Data items >>
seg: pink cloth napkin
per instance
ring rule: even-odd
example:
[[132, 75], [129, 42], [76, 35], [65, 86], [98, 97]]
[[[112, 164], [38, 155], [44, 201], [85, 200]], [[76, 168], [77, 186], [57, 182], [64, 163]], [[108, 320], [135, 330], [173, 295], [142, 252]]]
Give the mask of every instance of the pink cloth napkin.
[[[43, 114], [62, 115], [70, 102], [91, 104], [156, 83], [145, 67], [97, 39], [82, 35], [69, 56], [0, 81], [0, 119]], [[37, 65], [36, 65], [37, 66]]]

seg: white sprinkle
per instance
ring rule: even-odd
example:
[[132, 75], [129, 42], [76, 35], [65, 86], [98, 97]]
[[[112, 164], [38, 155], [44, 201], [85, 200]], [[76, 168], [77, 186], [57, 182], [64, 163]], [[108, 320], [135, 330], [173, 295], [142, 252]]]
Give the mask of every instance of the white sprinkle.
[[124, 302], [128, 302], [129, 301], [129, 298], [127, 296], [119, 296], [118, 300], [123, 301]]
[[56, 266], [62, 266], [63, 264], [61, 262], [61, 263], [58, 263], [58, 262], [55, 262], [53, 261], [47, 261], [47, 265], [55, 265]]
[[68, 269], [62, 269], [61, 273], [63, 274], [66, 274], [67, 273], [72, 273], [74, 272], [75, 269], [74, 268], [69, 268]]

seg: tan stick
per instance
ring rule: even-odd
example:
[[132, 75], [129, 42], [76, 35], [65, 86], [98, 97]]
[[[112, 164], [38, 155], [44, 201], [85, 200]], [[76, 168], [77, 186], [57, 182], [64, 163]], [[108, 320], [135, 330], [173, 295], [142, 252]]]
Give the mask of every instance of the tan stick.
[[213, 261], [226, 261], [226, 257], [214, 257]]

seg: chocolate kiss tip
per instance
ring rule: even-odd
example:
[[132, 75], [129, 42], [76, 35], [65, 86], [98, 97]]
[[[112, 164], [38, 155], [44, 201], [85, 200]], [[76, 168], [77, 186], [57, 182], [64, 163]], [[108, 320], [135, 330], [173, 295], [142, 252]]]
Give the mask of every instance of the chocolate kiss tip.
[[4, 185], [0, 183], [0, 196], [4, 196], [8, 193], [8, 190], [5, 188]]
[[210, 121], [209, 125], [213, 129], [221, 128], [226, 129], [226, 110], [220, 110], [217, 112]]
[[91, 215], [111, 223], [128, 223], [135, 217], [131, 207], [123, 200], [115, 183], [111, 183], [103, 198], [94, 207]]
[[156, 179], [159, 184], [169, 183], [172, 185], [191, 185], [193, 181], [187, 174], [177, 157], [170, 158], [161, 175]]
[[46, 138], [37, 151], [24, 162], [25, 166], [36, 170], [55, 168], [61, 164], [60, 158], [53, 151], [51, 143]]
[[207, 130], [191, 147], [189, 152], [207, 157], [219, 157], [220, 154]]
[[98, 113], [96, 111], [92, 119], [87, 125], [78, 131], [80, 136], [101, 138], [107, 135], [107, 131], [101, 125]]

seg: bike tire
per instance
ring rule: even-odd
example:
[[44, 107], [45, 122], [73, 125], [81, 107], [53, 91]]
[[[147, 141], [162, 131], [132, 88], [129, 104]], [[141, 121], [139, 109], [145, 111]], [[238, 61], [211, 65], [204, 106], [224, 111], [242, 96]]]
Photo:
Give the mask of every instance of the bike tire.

Given problem >> Rewrite the listing from its first line up to and including the line with "[[213, 261], [226, 261], [226, 257], [214, 257]]", keeping every line. Multiply each coordinate in the answer outlines by 0.35 and round to whole numbers, with halves rounded up, but leave the format model coordinates as they are.

Answer for this exercise >>
seg: pink cloth napkin
per instance
ring rule: even-odd
example:
[[132, 75], [129, 42], [76, 35], [65, 86], [98, 97]]
[[[112, 164], [38, 155], [44, 201], [85, 200]], [[76, 168], [77, 186], [57, 182], [64, 163]], [[108, 320], [135, 330], [173, 295], [142, 252]]]
Give the mask of every instance of the pink cloth napkin.
[[[15, 40], [22, 40], [25, 36], [32, 36], [55, 29], [51, 23], [34, 14], [29, 12], [24, 20], [0, 28], [0, 42]], [[13, 23], [13, 23], [13, 23]]]

seg: white sprinkle
per instance
ring rule: even-odd
example:
[[132, 75], [129, 42], [76, 35], [65, 86], [98, 97]]
[[[112, 164], [38, 155], [44, 201], [85, 200]], [[76, 168], [77, 186], [57, 182], [64, 163]], [[108, 320], [135, 330], [173, 295], [142, 252]]]
Give the mask of every instance of the white sprinkle.
[[43, 106], [45, 106], [45, 105], [45, 104], [44, 104], [42, 104], [41, 105], [43, 105]]
[[20, 93], [22, 93], [22, 92], [21, 92], [21, 92], [20, 92], [20, 92], [19, 92], [19, 91], [16, 91], [16, 93], [19, 93]]
[[24, 94], [22, 94], [21, 96], [22, 96], [23, 96], [23, 96], [25, 96], [26, 95], [26, 94], [26, 94], [24, 94]]

seg: tan stick
per instance
ring rule: even-odd
example:
[[132, 75], [129, 42], [76, 35], [65, 86], [98, 97]]
[[[112, 164], [38, 155], [44, 201], [85, 200]], [[76, 168], [77, 186], [57, 182], [64, 163]], [[108, 320], [135, 330], [173, 295], [142, 252]]]
Give the mask of every instance of the tan stick.
[[75, 91], [79, 91], [79, 90], [75, 90]]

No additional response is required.